Classes can use other classes in their patterns. When a class uses another class in its pattern, it will match any instance of its child classes.

Patterns:
classes:

  Number:
    Real:
      - "\d+\.\d+"
    Integer:
      - "\d+"

  Month:
    1:
      - January
    2:
      - February
    3:
      - March
    4:
      - April
    5:
      - May
    6:
      - June
    7:
      - July
    8:
      - August
    9:
      - September
    10:
      - October
    11:
      - November
    12:
      - December

  Date:
    - "{#year: {@Number.Integer}}-{#month: {@Number.Integer}}-{#day: {@Number.Integer}}"
    - "{#month: {@Number.Integer}}/{#day: {@Number.Integer}}/{#year: {@Number.Integer}}"
    - "{#month: {@Month}}\s{#day: {@Number.Integer}}(?:st|nd|rd|th)?,\s{#year: {@Number.Integer}}"

  TimePeriod:
    AM:
      - "(?-i)AM"
    PM:
      - "(?-i)PM"

  Time:
    - "{#hours: {@Number.Integer}}:{#minutes: {@Number.Integer}}\s?{#period: {@TimePeriod}}"
    - "{#hours: {@Number.Integer}}:{#minutes: {@Number.Integer}}"

  Currency:
    USD:
      - $
    EUR:
      - €
    POUND:
      - Β£

  Money:
    - "{@Currency}{@Number}"
Structured Text Output:
The deadline for submission is {@Date: {#year: {@Number.Integer: 2023}}-{#month: {@Number.Integer: 07}}-{#day: {@Number.Integer: 15}}}.
The event is scheduled for {@Date: {#month: {@Number.Integer: 07}}/{#day: {@Number.Integer: 15}}/{#year: {@Number.Integer: 2023}}}.
The conference is on {@Date: {#month: {@Month.7: July}} {#day: {@Number.Integer: 15}}th, {#year: {@Number.Integer: 2023}}}.
The meeting is scheduled for {@Time: {#hours: {@Number.Integer: 2}}:{#minutes: {@Number.Integer: 30}} {#period: {@TimePeriod.PM: PM}}}.
Please arrive by {@Time: {#hours: {@Number.Integer: 9}}:{#minutes: {@Number.Integer: 00}} {#period: {@TimePeriod.AM: AM}}}.
The meeting starts at {@Time: {#hours: {@Number.Integer: 14}}:{#minutes: {@Number.Integer: 30}}}.
Contact us at +{@Number.Integer: 1} ({@Number.Integer: 555}) {@Number.Integer: 123}-{@Number.Integer: 4567} or {@Date: {#year: {@Number.Integer: 123}}-{#month: {@Number.Integer: 456}}-{#day: {@Number.Integer: 7890}}} for assistance.
It is available at {@Money: {@Currency.EUR: €}{@Number.Real: 149.99}} in Europe.
JSON Output
[
  {
    "text": "The deadline for submission is 2023-07-15.",
    "entities": [
      {
        "class": "Date",
        "text": "2023-07-15",
        "entities": [
          {
            "field": "year",
            "class": "Number.Integer",
            "text": "2023"
          },
          {
            "field": "month",
            "class": "Number.Integer",
            "text": "07"
          },
          {
            "field": "day",
            "class": "Number.Integer",
            "text": "15"
          }
        ]
      }
    ]
  },
  {
    "text": "The event is scheduled for 07/15/2023.",
    "entities": [
      {
        "class": "Date",
        "text": "07/15/2023",
        "entities": [
          {
            "field": "month",
            "class": "Number.Integer",
            "text": "07"
━━━━
What you will do »
1: In the text on pattern classes, what does a class match when it uses another class in its pattern?
2: Pull out every line of the listing that contains the string "tyre".
The text above and the listing below come from separate sources.

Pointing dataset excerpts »
━━━━
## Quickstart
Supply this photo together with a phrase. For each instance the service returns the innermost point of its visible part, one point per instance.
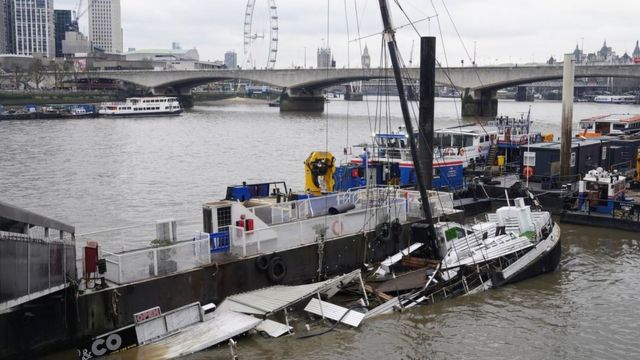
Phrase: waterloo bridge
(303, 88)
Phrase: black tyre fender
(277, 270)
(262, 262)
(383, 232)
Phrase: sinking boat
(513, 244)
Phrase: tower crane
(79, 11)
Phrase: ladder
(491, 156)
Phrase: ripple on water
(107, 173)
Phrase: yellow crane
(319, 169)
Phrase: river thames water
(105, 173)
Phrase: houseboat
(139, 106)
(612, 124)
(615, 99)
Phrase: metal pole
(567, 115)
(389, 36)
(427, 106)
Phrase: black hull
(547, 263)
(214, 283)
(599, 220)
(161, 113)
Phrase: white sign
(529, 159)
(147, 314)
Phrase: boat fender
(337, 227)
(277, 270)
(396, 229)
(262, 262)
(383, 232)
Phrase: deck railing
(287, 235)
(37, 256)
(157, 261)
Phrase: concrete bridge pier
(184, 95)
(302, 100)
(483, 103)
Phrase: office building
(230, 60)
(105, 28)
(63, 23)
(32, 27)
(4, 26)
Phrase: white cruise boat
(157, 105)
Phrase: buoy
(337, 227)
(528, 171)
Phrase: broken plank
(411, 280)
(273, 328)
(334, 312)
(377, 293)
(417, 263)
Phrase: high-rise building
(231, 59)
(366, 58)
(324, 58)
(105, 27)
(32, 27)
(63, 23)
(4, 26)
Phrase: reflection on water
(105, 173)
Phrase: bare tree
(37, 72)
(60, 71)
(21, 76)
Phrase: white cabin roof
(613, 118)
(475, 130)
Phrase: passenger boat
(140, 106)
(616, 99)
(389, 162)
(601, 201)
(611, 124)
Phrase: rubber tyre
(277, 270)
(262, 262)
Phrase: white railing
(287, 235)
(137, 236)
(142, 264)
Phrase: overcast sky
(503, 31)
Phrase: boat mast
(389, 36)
━━━━
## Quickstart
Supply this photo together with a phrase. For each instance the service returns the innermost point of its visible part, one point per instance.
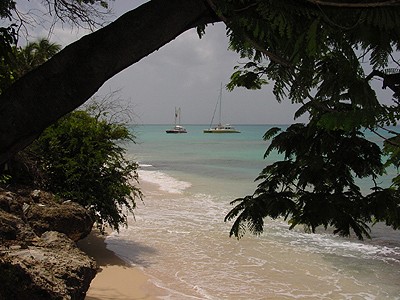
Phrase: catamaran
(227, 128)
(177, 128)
━━━━
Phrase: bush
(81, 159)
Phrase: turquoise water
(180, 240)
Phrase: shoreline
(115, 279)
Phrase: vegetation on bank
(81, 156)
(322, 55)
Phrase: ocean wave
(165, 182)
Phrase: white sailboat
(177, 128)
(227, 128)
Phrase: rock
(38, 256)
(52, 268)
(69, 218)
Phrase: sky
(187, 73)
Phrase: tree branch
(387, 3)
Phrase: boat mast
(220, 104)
━━━━
Solved tasks »
1: It matches any instance of that other class's child classes.

2:
Phrase: black tyre fender
Phrase: rubber tyre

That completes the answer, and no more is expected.